Named object pointing data:
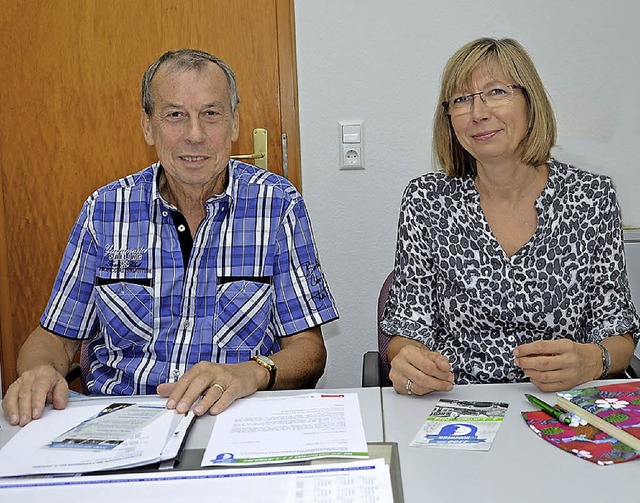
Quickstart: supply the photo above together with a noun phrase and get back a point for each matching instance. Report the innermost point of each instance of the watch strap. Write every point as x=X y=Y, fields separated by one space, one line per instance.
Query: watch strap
x=606 y=360
x=270 y=366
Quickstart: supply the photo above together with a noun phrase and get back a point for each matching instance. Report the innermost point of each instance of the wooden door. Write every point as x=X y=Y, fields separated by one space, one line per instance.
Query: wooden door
x=70 y=110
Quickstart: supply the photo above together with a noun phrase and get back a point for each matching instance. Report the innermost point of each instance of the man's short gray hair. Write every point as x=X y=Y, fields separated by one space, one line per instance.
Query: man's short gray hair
x=186 y=59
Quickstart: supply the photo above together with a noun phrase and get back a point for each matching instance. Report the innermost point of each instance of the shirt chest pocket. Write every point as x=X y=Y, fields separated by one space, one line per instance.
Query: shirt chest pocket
x=242 y=313
x=125 y=310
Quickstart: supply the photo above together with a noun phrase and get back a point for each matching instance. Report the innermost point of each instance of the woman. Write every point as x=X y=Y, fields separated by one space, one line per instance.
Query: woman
x=509 y=264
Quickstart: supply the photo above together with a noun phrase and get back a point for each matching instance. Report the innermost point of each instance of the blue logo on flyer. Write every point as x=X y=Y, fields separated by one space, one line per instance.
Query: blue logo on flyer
x=456 y=433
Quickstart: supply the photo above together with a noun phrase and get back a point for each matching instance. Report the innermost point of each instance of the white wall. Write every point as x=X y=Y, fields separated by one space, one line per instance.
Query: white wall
x=380 y=61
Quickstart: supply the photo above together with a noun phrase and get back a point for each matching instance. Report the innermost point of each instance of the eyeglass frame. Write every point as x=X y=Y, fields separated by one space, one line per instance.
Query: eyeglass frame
x=445 y=104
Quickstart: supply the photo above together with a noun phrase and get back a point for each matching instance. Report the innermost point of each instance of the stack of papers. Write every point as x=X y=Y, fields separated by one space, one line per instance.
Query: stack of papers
x=280 y=429
x=94 y=437
x=355 y=482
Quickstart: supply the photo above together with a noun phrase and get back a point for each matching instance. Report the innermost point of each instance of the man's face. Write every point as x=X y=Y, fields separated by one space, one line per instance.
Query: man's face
x=192 y=127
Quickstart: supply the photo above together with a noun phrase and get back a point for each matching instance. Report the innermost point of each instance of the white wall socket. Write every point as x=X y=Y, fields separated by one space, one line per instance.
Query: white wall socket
x=351 y=143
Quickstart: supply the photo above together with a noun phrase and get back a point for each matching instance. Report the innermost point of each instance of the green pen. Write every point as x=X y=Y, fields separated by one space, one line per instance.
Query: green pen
x=557 y=414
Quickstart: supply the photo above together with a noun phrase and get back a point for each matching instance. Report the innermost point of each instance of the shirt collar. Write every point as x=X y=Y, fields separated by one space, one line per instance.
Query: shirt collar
x=159 y=201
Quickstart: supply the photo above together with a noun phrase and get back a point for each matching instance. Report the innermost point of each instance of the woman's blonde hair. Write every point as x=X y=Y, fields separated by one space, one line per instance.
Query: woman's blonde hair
x=517 y=66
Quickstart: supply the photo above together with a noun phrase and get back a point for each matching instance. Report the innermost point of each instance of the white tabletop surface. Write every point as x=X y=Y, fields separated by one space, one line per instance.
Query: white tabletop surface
x=520 y=466
x=369 y=399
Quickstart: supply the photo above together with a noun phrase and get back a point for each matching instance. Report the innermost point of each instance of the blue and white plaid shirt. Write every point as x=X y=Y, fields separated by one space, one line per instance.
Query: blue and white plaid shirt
x=252 y=276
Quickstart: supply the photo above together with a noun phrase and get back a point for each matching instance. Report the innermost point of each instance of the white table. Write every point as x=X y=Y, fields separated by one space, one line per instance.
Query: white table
x=520 y=466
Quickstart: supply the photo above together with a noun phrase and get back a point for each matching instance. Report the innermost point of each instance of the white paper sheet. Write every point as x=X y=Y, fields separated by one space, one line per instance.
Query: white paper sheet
x=28 y=453
x=280 y=429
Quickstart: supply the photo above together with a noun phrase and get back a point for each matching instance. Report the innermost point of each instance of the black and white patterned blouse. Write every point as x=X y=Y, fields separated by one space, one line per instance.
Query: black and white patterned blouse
x=456 y=291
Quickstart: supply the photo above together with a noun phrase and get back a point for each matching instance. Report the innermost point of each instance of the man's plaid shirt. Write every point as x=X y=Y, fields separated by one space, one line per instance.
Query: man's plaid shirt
x=151 y=306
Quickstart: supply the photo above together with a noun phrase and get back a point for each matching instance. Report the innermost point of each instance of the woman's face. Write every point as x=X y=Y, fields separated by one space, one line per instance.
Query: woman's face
x=492 y=134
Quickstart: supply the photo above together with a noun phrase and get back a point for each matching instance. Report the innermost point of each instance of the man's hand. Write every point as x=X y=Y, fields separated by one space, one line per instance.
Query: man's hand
x=218 y=384
x=559 y=365
x=427 y=370
x=27 y=396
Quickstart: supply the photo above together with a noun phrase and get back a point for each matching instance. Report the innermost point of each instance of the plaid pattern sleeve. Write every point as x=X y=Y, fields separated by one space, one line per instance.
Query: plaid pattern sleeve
x=303 y=299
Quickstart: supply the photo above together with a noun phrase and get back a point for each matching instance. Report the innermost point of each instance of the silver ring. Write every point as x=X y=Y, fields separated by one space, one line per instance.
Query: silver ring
x=408 y=386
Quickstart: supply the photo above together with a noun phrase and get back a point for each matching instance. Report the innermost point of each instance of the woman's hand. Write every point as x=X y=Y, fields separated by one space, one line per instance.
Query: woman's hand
x=417 y=371
x=560 y=364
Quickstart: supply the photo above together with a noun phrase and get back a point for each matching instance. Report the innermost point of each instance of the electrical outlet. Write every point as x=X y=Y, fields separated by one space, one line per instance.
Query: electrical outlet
x=351 y=144
x=351 y=157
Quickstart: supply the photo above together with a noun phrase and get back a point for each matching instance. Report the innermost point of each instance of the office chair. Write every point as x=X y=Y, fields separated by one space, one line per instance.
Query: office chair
x=375 y=366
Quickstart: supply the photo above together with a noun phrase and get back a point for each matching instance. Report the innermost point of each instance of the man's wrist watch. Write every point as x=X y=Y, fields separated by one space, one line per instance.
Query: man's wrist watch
x=606 y=360
x=269 y=364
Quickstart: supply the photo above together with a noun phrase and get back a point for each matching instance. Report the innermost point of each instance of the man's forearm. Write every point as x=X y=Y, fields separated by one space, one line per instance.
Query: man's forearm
x=44 y=348
x=301 y=361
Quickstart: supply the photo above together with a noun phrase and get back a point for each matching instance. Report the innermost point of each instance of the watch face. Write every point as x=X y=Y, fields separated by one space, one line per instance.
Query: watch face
x=266 y=360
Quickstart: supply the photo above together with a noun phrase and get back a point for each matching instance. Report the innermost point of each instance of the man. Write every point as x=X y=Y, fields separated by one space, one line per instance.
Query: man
x=182 y=278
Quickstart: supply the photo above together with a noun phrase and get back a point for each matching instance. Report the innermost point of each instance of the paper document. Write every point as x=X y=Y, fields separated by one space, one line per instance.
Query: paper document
x=280 y=429
x=356 y=482
x=461 y=424
x=89 y=438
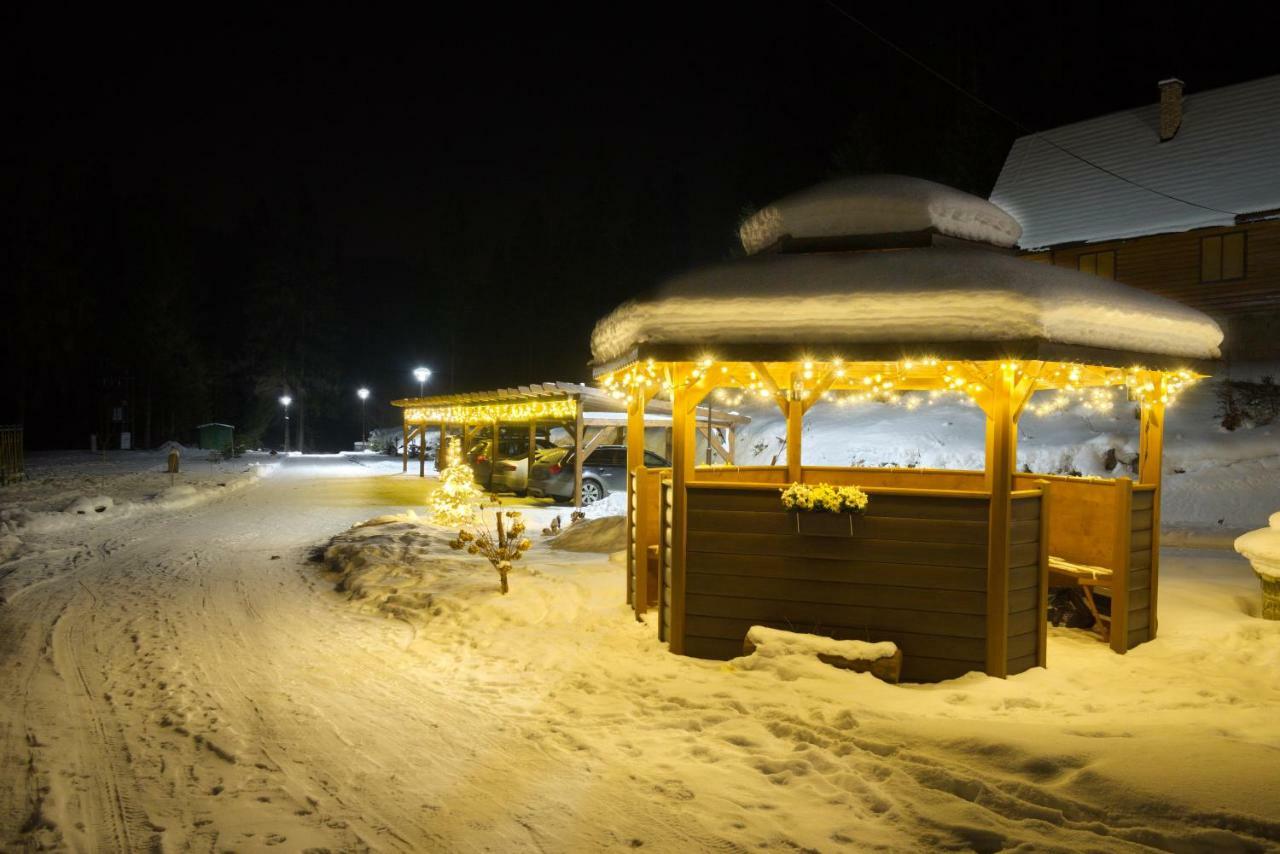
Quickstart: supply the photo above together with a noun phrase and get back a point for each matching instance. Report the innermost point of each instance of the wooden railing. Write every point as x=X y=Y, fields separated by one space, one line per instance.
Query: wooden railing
x=12 y=462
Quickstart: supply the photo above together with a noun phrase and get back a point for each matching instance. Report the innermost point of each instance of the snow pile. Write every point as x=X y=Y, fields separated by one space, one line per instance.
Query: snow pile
x=85 y=505
x=612 y=505
x=402 y=567
x=1262 y=548
x=10 y=547
x=69 y=489
x=604 y=534
x=868 y=205
x=919 y=296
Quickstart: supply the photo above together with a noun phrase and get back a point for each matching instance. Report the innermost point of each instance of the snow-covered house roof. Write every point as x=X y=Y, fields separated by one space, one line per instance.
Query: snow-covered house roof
x=945 y=292
x=877 y=205
x=1225 y=158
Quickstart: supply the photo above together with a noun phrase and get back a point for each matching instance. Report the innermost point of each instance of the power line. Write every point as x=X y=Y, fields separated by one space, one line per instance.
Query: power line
x=1015 y=122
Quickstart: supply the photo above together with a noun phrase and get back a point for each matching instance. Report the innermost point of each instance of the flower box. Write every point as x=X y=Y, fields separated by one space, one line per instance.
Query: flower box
x=824 y=524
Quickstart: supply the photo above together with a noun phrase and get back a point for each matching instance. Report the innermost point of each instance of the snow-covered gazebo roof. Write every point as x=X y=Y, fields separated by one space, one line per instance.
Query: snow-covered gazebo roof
x=928 y=274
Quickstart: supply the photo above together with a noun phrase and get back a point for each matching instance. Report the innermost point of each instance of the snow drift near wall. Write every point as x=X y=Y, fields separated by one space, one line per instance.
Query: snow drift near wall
x=865 y=205
x=922 y=295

== STATED EXERCISE ==
Copy out the stretch of data above from the line containing "of the paper" through the line containing "x=1225 y=158", both ends included, leaving out any pictures.

== COMPLETED EXERCISE ==
Quickstart: supply the photo above together with a noun phrase and get back a point for each matching instance. Report the innermost point of each instance of the paper document. Write every point as x=X y=Y, fields separated by one space, one line per instance.
Query: paper document
x=280 y=429
x=356 y=482
x=461 y=424
x=89 y=438
Quickstart: supply the photo above together with a noun phrase and get back a point for each matching instance. Report the innermost point of each instance of the wooden railing. Write every point as x=X y=Y, fields separated by one space, one line per instance.
Query: wooden railing
x=12 y=462
Quickstart: supply the photo above together with a noun phrase and get back a point for each matching instance. Report the innermost point of each instance of the snow pile. Write every point as x=X y=Y, fields separated by one space, one line per instance.
Query: snow pile
x=85 y=505
x=612 y=505
x=402 y=567
x=1262 y=548
x=10 y=547
x=69 y=489
x=604 y=534
x=868 y=205
x=919 y=296
Quickstart: supply the photo above together with a noun phrase and get back a point for each matching instance. Report the innermost point of each instance of the snow-covered house roof. Write every point as x=X y=Y, fields separated by one space, one line per instance.
Query: snow-covered house roof
x=945 y=292
x=877 y=205
x=1225 y=158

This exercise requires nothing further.